* Exercise tasks:
• A. Pull out each line of the listing that contains the string "water", treating case as significant.
• B. Carry on the forum thread on the difference between NSFW and SFW roleplay from the point where it stops.

* Passage given:
################
# Stupid Question of the Night



## Nihles (Jul 20, 2018)

What's the difference between NSFW and SFW RP?  Isn't your boss gonna be pissed if he sees you on FAF during the day anyways?


...I'll see myself out.


----------



## Dongding (Jul 20, 2018)

Not if you yiff him. ;3


----------



## Skychickens (Jul 20, 2018)

NSFW usually means it involves porn. _Technically_ it can mean intense gore and such like that too but....9/10 NSFW RP is porn.


----------



## Nihles (Jul 20, 2018)

Dongding said:


> Not if you yiff him. ;3


I actually do have a crush on my boss, I might have to write that meta story someday...


----------



## Nihles (Jul 20, 2018)
################
* Data for processing:
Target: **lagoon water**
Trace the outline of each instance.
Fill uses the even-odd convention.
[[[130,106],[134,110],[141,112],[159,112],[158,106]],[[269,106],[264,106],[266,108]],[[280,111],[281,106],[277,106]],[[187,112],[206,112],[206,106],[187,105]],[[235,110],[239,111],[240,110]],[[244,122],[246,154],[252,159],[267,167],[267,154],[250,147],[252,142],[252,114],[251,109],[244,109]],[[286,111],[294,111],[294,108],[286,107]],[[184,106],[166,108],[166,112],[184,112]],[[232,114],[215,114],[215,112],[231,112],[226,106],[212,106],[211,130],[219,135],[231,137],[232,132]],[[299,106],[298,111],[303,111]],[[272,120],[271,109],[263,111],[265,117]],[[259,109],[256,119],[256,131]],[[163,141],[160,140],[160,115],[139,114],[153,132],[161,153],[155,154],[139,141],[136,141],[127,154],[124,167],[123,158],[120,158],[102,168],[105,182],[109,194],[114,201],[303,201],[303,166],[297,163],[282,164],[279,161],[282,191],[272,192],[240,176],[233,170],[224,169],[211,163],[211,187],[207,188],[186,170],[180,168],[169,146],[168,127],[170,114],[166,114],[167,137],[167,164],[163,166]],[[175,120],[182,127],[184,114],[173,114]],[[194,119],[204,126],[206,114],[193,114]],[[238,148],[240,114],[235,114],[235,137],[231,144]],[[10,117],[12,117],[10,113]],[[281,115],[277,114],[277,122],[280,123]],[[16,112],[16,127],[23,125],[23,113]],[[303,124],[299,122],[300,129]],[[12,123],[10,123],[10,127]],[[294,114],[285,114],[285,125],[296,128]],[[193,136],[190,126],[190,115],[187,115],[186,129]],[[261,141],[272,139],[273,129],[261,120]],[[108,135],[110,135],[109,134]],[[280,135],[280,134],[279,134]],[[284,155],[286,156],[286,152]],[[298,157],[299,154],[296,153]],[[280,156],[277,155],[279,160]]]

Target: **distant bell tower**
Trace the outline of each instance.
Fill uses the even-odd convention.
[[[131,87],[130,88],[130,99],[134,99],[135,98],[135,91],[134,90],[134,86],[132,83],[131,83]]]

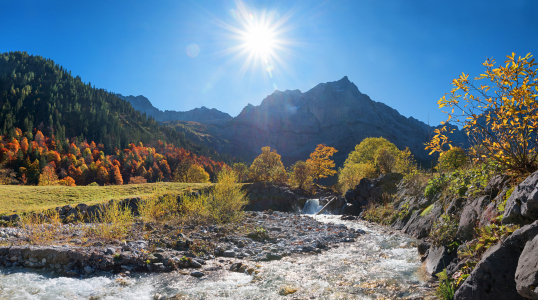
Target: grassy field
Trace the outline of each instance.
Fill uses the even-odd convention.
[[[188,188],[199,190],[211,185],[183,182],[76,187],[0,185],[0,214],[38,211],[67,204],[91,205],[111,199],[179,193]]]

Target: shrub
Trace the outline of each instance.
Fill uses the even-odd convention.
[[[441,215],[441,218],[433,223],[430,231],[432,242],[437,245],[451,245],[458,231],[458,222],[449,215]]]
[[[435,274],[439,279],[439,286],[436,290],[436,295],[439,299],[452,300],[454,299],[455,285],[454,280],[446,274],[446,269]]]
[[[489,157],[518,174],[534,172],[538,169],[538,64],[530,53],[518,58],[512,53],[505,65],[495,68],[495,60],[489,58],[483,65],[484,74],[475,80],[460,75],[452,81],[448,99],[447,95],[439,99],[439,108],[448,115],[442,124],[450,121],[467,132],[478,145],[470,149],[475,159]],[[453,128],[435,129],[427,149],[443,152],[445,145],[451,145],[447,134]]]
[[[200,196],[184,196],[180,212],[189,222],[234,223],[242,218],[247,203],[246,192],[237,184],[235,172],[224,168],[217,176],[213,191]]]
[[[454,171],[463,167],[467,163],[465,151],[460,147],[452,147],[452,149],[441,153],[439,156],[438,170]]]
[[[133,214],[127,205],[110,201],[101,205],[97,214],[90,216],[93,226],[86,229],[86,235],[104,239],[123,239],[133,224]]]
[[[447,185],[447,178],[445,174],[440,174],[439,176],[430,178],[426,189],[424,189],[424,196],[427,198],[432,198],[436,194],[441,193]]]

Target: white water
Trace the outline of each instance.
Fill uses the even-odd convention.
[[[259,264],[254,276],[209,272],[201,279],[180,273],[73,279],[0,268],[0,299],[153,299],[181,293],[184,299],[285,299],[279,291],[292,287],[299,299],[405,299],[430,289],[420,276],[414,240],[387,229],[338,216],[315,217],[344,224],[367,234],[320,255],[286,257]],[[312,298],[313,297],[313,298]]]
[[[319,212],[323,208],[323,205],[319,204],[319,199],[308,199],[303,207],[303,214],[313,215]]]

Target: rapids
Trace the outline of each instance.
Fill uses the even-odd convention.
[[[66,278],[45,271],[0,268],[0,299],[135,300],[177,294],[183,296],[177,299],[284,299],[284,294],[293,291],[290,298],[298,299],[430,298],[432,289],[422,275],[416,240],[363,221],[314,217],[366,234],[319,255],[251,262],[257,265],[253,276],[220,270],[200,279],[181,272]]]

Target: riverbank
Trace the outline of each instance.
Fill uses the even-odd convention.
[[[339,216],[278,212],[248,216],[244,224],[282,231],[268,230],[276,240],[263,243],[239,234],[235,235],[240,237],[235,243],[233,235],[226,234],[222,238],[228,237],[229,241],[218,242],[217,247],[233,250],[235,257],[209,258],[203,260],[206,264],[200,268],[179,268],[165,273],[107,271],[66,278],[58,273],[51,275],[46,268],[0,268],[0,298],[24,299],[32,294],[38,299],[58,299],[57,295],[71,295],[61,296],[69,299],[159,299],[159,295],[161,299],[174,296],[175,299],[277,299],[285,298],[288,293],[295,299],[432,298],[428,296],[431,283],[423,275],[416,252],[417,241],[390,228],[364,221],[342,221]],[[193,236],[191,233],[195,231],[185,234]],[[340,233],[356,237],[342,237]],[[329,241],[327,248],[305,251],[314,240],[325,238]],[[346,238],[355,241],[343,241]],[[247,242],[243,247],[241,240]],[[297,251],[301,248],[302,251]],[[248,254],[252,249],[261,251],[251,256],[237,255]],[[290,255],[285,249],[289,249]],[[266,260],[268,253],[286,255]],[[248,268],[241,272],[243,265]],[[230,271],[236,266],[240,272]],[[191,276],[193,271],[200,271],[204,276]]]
################
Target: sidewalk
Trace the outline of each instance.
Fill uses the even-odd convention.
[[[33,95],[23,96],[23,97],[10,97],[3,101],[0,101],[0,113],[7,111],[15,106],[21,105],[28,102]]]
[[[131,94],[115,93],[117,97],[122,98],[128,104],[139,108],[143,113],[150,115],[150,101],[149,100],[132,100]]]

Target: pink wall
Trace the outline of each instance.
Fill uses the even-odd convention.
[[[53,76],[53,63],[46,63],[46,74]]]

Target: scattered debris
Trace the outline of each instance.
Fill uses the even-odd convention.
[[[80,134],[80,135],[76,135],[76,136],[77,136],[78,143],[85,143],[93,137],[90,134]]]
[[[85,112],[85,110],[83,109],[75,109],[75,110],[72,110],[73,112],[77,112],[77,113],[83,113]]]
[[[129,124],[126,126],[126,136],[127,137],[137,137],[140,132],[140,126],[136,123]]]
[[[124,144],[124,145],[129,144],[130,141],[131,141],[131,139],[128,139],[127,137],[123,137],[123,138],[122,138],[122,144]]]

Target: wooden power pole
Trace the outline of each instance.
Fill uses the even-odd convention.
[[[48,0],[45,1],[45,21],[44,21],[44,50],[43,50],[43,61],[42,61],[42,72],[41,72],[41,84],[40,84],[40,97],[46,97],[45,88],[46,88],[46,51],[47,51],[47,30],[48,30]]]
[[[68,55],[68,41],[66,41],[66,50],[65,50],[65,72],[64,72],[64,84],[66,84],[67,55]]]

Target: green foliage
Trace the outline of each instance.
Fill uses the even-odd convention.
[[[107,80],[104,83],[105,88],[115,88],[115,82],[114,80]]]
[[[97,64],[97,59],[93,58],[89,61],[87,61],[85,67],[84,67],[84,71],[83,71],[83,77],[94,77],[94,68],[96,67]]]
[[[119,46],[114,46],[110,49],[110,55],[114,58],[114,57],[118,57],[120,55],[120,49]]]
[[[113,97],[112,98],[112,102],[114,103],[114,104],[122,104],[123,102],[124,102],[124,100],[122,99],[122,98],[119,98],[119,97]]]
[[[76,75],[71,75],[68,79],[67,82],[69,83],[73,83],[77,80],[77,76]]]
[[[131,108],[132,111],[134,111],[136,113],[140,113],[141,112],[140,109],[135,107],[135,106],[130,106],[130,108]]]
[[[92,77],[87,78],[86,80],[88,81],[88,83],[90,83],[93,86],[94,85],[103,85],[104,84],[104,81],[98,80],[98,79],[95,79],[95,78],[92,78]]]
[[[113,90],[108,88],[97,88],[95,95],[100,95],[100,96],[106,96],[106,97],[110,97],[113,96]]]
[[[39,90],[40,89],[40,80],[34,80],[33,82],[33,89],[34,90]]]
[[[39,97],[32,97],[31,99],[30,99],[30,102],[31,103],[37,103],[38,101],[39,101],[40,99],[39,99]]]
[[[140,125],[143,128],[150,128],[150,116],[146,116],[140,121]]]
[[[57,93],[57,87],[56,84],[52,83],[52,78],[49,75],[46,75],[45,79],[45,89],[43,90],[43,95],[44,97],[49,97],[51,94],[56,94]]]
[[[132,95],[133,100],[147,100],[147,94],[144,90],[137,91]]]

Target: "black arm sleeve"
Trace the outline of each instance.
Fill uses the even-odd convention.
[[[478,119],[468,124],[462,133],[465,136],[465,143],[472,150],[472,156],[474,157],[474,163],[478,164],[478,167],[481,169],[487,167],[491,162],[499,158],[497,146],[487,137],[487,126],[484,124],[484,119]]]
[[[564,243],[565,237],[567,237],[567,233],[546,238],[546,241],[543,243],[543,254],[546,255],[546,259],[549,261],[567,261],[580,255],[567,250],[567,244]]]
################
* Answers by task:
• A.
Target: **lagoon water**
Target: white water

• B.
Bad jokes aside, I do have a legitimate question about Forum RP...what punctuation or sign do you usually use to distinguish between in character/out of character comments? Are there any text commands available beyond the button menu?


----------



## Dongding (Jul 20, 2018)

I donno about here. I've seen ( ), but I prefer (( )) myself. ( ) isn't grammatically incorrect enough for me to separate posts from OoC.


----------



## Nihles (Jul 20, 2018)

Dongding said:


> I donno about here. I've seen ( ), but I prefer (( )) myself. ( ) isn't grammatically incorrect enough for me to separate posts from OoC.


Thanks!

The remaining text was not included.